(Pointing dataset records)
────────────────────────────────────────

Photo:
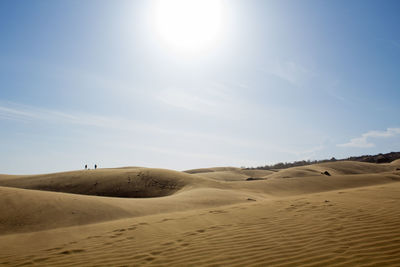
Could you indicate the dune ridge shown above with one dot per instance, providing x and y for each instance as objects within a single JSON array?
[{"x": 206, "y": 217}]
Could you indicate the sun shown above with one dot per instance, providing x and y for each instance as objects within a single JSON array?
[{"x": 189, "y": 25}]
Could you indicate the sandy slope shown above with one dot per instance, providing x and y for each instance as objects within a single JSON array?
[{"x": 346, "y": 219}]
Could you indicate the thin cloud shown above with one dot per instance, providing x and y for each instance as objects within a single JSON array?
[
  {"x": 290, "y": 71},
  {"x": 364, "y": 140}
]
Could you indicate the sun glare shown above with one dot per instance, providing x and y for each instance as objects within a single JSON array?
[{"x": 189, "y": 25}]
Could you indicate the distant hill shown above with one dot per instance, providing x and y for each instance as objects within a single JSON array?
[{"x": 379, "y": 158}]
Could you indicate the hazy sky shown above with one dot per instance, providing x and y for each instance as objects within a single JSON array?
[{"x": 109, "y": 82}]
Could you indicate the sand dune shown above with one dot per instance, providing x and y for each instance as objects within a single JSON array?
[{"x": 204, "y": 217}]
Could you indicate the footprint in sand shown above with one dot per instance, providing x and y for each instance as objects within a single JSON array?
[
  {"x": 67, "y": 252},
  {"x": 217, "y": 211}
]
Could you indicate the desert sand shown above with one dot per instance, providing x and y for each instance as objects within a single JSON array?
[{"x": 204, "y": 217}]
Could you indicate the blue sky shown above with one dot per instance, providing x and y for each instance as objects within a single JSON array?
[{"x": 85, "y": 82}]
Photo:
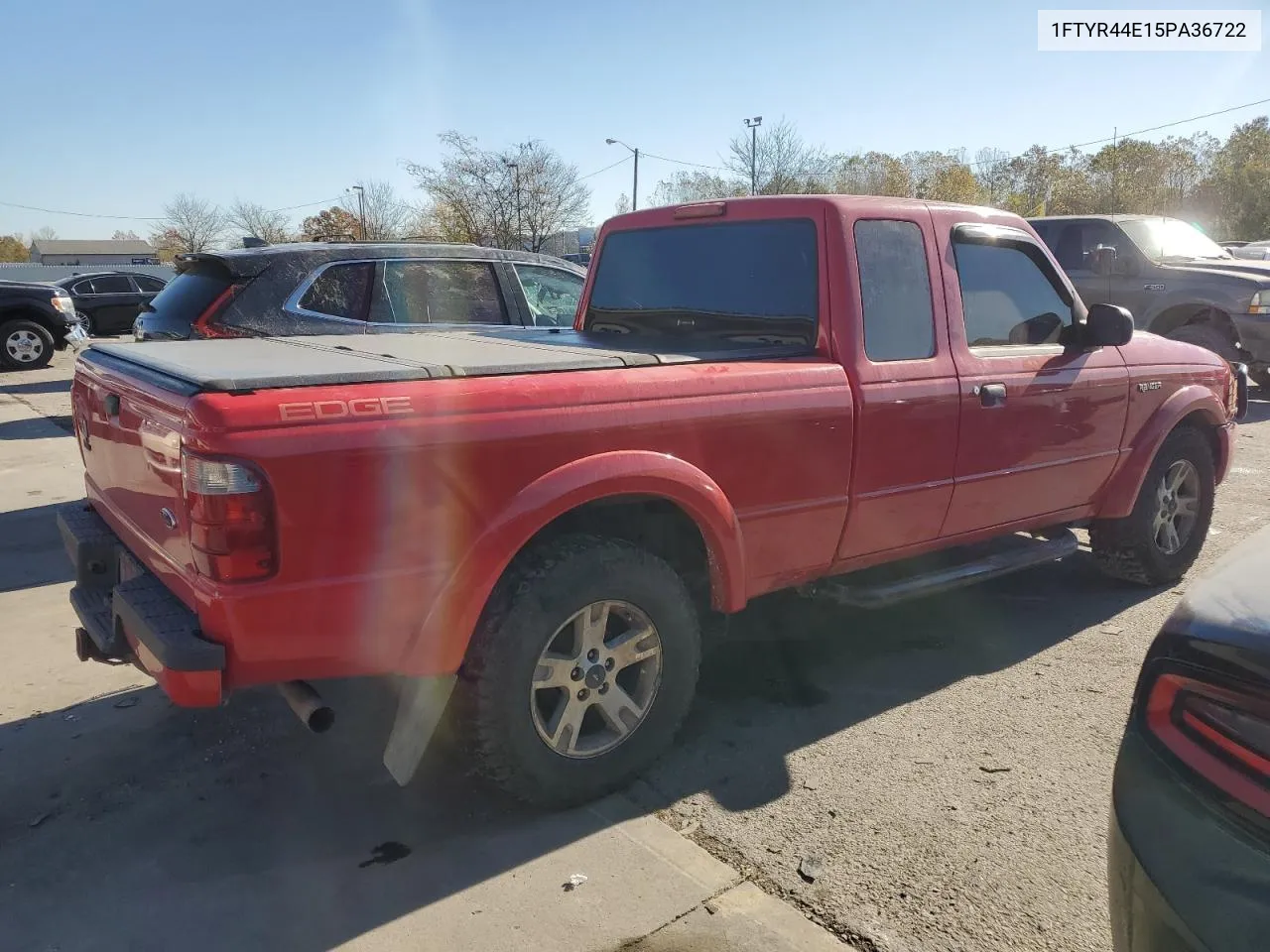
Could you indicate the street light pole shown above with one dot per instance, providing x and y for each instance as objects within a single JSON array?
[
  {"x": 520, "y": 234},
  {"x": 361, "y": 207},
  {"x": 635, "y": 181},
  {"x": 752, "y": 125}
]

────────────────────────────────────────

Transcribe exactly the portion of the material above that runs from the line containing "Could you indicate the thin" through its last line, omitting all pictures.

Task response >>
Could you indicate the thin cloud shown above with one dot per instance, providing x and y for each instance as objects within a single JSON array?
[
  {"x": 290, "y": 71},
  {"x": 364, "y": 140}
]
Could you indicate the sun glare shown above with one dot per instance, providing x and y for each instance as objects within a single JSON array?
[{"x": 189, "y": 25}]
Could you indicate the distant hill shown above with one dot per instance, providing x and y for each instance as objects within a single JSON array?
[{"x": 379, "y": 158}]
Could you indicate the hazy sky shown above with one dot per instance, providing x and y for each instance as objects within a single JSON array?
[{"x": 109, "y": 82}]
Could you indicate the sand dune shown above with one dot per instance, providing x and y for each instance as objects within a single JSON array?
[{"x": 204, "y": 217}]
Could you indicate the footprint in sand shown above with one dot per instance, providing x and y for each instance as objects within a single JSON array?
[
  {"x": 67, "y": 252},
  {"x": 217, "y": 211}
]
Could you indicate the desert sand shown above with one dot per instance, providing x and y for each instance as objects within a single JSON array?
[{"x": 204, "y": 217}]
Could you indicate the blue sky shown above with one dot per instance, providing x and y for each instance as objects within a single JSON array?
[{"x": 85, "y": 82}]
Photo:
Could you indicate the street light pole shown above with one dot per instance, providing x and y for each instance as objects within a single JSON array?
[
  {"x": 520, "y": 234},
  {"x": 361, "y": 207},
  {"x": 635, "y": 181},
  {"x": 752, "y": 125}
]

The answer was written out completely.